CHALLENGE: Can you swap every "Query" in the data below for "Search term", repeat all the data with nothing else changed, and leave the pictures out?

[Begin EXTRACTED RECORDS]

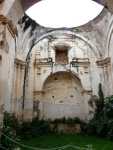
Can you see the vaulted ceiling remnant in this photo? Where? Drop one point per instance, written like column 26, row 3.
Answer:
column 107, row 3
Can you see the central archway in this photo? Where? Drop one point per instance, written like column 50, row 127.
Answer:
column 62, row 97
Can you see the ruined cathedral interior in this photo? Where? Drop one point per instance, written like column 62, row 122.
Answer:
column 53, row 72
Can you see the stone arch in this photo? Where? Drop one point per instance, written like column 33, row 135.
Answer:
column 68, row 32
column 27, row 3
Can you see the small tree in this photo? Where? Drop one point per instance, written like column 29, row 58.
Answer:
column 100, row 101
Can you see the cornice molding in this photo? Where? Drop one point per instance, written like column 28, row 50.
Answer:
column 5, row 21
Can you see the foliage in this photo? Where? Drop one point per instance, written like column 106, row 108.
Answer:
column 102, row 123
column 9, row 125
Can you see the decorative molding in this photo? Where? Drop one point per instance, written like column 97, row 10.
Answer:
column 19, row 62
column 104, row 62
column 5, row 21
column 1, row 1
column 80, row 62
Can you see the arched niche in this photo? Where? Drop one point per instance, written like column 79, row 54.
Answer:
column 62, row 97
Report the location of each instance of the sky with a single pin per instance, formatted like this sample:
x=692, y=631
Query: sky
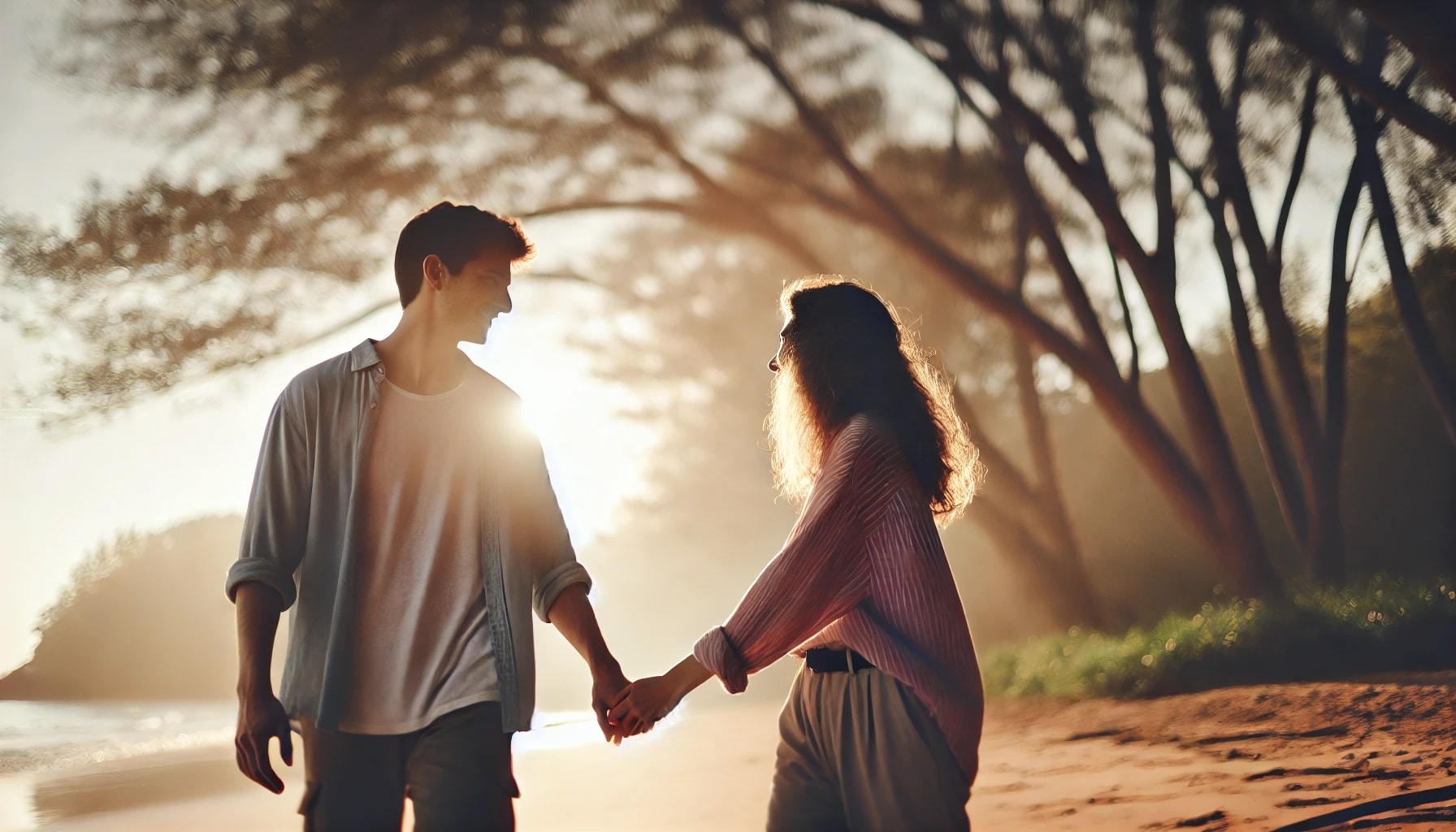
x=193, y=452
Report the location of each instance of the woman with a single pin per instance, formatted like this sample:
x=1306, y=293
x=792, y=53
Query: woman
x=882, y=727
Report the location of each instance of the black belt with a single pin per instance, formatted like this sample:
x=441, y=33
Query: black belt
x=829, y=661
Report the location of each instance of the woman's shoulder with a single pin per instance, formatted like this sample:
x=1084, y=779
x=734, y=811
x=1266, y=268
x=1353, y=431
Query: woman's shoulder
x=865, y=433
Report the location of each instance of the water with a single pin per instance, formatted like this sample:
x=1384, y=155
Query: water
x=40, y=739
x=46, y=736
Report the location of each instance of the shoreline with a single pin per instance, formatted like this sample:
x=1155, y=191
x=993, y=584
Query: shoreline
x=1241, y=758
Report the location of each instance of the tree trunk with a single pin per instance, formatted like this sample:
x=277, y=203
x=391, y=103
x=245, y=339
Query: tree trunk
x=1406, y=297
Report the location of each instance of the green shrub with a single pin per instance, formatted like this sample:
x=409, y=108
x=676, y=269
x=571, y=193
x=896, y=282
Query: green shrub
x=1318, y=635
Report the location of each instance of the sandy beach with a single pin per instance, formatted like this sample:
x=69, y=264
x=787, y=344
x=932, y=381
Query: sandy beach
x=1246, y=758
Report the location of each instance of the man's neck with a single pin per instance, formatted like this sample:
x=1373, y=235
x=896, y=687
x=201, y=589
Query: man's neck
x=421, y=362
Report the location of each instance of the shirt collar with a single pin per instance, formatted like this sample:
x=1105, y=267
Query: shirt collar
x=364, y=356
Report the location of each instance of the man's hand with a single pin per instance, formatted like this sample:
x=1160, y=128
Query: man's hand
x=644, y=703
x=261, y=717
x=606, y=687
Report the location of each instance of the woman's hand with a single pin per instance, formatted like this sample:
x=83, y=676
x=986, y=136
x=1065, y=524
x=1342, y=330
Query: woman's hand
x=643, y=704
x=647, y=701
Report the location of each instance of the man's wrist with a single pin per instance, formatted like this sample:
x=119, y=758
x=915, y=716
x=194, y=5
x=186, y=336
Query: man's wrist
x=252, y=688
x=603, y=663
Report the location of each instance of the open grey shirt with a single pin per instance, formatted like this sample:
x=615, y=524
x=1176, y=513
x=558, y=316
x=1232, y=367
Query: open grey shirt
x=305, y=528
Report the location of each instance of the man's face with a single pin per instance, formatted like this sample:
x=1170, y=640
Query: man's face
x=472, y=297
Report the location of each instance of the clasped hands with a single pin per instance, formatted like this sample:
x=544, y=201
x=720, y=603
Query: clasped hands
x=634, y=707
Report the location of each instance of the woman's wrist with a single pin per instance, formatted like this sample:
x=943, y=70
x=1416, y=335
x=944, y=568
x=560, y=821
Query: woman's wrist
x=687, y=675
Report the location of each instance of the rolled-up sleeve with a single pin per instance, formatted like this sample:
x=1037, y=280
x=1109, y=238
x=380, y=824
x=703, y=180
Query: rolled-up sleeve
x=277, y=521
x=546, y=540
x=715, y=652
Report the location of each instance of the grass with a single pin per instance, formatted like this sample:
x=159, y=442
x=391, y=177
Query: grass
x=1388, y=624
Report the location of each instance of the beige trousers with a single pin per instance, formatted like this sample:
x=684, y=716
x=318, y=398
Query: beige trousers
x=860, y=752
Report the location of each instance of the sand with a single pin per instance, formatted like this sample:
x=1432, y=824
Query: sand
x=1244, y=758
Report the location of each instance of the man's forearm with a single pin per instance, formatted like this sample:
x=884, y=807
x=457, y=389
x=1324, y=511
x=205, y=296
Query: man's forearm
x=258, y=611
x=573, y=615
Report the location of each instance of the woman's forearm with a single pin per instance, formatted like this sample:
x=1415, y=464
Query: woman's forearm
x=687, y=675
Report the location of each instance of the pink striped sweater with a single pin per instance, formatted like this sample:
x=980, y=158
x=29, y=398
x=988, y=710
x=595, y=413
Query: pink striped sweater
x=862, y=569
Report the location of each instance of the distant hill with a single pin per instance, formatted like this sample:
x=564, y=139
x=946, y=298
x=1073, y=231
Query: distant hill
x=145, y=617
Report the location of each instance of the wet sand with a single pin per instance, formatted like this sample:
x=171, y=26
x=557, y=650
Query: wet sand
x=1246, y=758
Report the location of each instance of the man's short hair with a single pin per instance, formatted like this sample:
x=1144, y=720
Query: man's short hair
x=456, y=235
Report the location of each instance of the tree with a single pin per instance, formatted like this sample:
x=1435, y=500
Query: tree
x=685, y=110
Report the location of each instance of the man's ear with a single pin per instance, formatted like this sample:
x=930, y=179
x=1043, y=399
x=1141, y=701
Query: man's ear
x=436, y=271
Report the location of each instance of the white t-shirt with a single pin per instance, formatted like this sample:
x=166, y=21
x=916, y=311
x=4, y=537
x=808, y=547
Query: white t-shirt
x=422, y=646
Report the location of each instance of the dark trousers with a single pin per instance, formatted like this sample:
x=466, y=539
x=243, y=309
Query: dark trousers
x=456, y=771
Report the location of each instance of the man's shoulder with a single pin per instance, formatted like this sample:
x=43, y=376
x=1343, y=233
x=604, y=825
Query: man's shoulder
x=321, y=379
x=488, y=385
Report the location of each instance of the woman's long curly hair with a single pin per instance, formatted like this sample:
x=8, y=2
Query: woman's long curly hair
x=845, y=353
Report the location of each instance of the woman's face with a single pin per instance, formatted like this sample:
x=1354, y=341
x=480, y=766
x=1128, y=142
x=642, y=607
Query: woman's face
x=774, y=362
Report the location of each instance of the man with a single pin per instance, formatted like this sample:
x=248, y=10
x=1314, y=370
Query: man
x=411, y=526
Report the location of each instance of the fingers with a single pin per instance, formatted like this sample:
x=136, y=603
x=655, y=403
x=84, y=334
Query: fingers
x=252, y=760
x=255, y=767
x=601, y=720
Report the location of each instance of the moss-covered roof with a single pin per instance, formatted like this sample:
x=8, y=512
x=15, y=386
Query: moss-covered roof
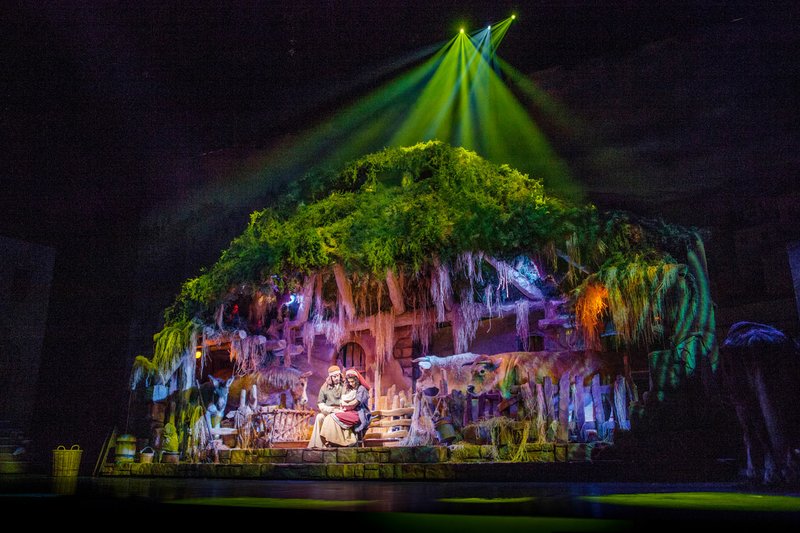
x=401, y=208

[End EXTRACTED RECORDS]

FINISHED TASK:
Can you see the vaulted ceiling remnant in this photo? Where? Drop one point per instance, written like column 26, row 3.
Answer:
column 107, row 3
Can you see the central archway in this photo? Where? Drop one point per instance, written like column 50, row 127.
Answer:
column 62, row 97
Can you see the ruined cathedral interior in this photo? Where? Drop one point per instance, written like column 62, row 122.
Answer:
column 53, row 72
Can you see the stone arch in this photo? Where? Drop one point per instance, written like column 33, row 135.
Answer:
column 68, row 32
column 27, row 3
Can you see the small tree in this photo? Where? Drop one point per instance, written like column 29, row 58.
Answer:
column 100, row 101
Can you see the cornice molding in this photo? Where? Drop one point per instance, written like column 28, row 50.
Answer:
column 5, row 21
Can you see the foliage in this photo? Where? Drop one point per instance, written like column 106, row 108.
Answer:
column 102, row 123
column 9, row 125
Can you see the decorative molding in this photo? Where? Drop one point per instance, written like column 97, row 10.
Answer:
column 19, row 62
column 104, row 62
column 5, row 21
column 1, row 1
column 80, row 62
Can you see the arched niche in this photo? Where? Drop one point per instance, written like column 79, row 54.
Answer:
column 62, row 97
Report the location of each instance of the sky with a single pin per instance, formatted like this sample:
x=692, y=631
Search term: sky
x=193, y=452
Report the location of each instance of the woman with a single pin per instance, formatted like this sample:
x=1306, y=293
x=792, y=53
Search term: woman
x=882, y=727
Report the location of each instance of the black belt with a single pin per instance, formatted like this sample:
x=441, y=33
Search term: black belt
x=829, y=661
Report the location of each instance of the woman's shoulder with a single pin per instance, formatted like this sample:
x=1084, y=779
x=734, y=811
x=1266, y=268
x=1353, y=431
Search term: woman's shoulder
x=865, y=433
Report the location of each instance of the water with a single pin per instance, formatted like this sample:
x=1384, y=155
Search term: water
x=40, y=739
x=46, y=736
Report the location of each instance of the shoreline with a single pin per instance, formatted like this sample:
x=1155, y=191
x=993, y=584
Search term: shoreline
x=1241, y=758
Report the location of each instance of the tree trunk with a single pin per instance, formatted like this sample:
x=277, y=203
x=391, y=103
x=245, y=339
Search term: tree trunk
x=1406, y=297
Report the location of each instance of the green shrub with a single pin per instance, formatted like this sample:
x=409, y=108
x=676, y=269
x=571, y=193
x=896, y=282
Search term: green shrub
x=1318, y=635
Report the location of each instance of the sandy beach with a single pin per instance, formatted like this sample:
x=69, y=264
x=787, y=344
x=932, y=381
Search term: sandy beach
x=1246, y=758
Report the location of each instance of the man's neck with a single pin per instance, formatted like this sample:
x=1373, y=235
x=896, y=687
x=201, y=589
Search term: man's neck
x=421, y=362
Report the location of each instance of the shirt collar with a single pin per instance, formatted like this sample:
x=1105, y=267
Search term: shirt collar
x=364, y=356
Report the location of each instance of the man's hand with a single pin per instance, formatted like this sample:
x=1160, y=128
Search term: man's hand
x=644, y=703
x=261, y=717
x=606, y=687
Report the location of each instance of the woman's hand with a single pin per instance, formatted like this sample:
x=83, y=676
x=986, y=136
x=1065, y=524
x=1342, y=330
Search term: woman's hand
x=643, y=704
x=647, y=701
Report the location of each instance of the man's wrist with a single pin per instance, formatted like this sample:
x=119, y=758
x=915, y=716
x=194, y=5
x=186, y=336
Search term: man's wrist
x=252, y=688
x=603, y=663
Report the location of each instance of the open grey shirt with a single pin per instance, formatted like this sample:
x=615, y=524
x=1176, y=513
x=558, y=316
x=1232, y=367
Search term: open grey shirt
x=305, y=528
Report the location of each instance of the man's face with a single pin per instance, formatted like this sample:
x=1170, y=640
Search term: man's face
x=472, y=297
Report the location of each instance of the clasped hands with a single pin per instance, formatted like this sample:
x=544, y=201
x=720, y=603
Search term: clasped hands
x=634, y=707
Report the location of each instance of the woman's wrist with a single pin per instance, formatted like this sample:
x=943, y=70
x=1416, y=335
x=944, y=568
x=560, y=821
Search term: woman's wrist
x=687, y=675
Report the location of each instance of the rolled-up sleeve with a single pin per instance, formatted like this sample:
x=1037, y=280
x=1109, y=238
x=380, y=824
x=703, y=180
Search term: rolled-up sleeve
x=277, y=521
x=546, y=540
x=715, y=652
Report the location of each instance of the grass with a single pin per instance, formatted like this sample:
x=159, y=442
x=391, y=177
Search term: grass
x=1388, y=624
Report the location of each instance of the beige trousers with a single pin per instance, formatted like this sample:
x=684, y=716
x=318, y=398
Search term: beige trousers
x=860, y=752
Report the location of each instance of the sand with a single pin per instance, formatted like this sample:
x=1432, y=824
Search term: sand
x=1244, y=758
Report the location of each instance of the man's forearm with a single pin per instance, formatted like this sample:
x=884, y=807
x=457, y=389
x=1324, y=511
x=205, y=296
Search term: man's forearm
x=258, y=611
x=573, y=615
Report the location of each instance of the woman's forearm with a single pin per instance, formatted like this sample:
x=1415, y=464
Search term: woman's forearm
x=687, y=675
Report the location of each instance of the pink striped sweater with a single pin per instance, formatted like this sample:
x=980, y=158
x=29, y=398
x=988, y=710
x=595, y=413
Search term: pink striped sweater
x=862, y=569
Report the location of each instance of the distant hill with a single pin per instance, formatted like this sample:
x=564, y=139
x=946, y=298
x=1073, y=231
Search term: distant hill
x=145, y=617
Report the location of each instance of the wet sand with a single pin per instance, formatted like this sample:
x=171, y=26
x=557, y=650
Search term: wet sand
x=1246, y=758
Report the location of each instance of the man's short hair with a single pin per instance, formatted like this sample:
x=1144, y=720
Search term: man's short hair
x=456, y=235
Report the location of each instance of the tree with a single pin per instance, formatted like this sample:
x=1435, y=500
Search term: tree
x=685, y=110
Report the location of each instance of the man's ear with a single pin per instance, formatted like this sample:
x=930, y=179
x=1043, y=399
x=1141, y=701
Search term: man's ear
x=436, y=271
Report the location of each instance of the white t-shirt with a single pin per instance, formatted like this sample:
x=166, y=21
x=916, y=311
x=4, y=537
x=808, y=547
Search term: white t-shirt
x=422, y=646
Report the location of each instance of the dark trousers with a single pin per instance, formatted like this sample:
x=466, y=539
x=243, y=309
Search term: dark trousers
x=456, y=771
Report the location of each instance of the man's shoulder with a single pin per instance, formatted like this sample:
x=43, y=376
x=1343, y=233
x=604, y=825
Search term: man's shoulder
x=321, y=379
x=488, y=385
Report the location of each instance of the woman's long curly hair with a single pin per instance, formatted like this sample:
x=8, y=2
Search term: woman's long curly hair
x=845, y=353
Report the location of each instance of the woman's face with a single pin per instance, formatted like this sample:
x=1354, y=341
x=480, y=766
x=1128, y=142
x=642, y=607
Search term: woman's face
x=774, y=362
Report the location of each instance of the man with a single pin per instance, formatted like this sample:
x=248, y=10
x=1314, y=370
Search term: man
x=411, y=526
Report the location of each instance of the fingers with a single pin per instance, formatted like this sample:
x=136, y=603
x=655, y=403
x=84, y=334
Search term: fingers
x=252, y=760
x=255, y=767
x=601, y=720
Report the location of each instance of the moss-covered roof with a single pin per instance, formatted like this sample:
x=8, y=512
x=15, y=386
Search term: moss-covered roof
x=401, y=208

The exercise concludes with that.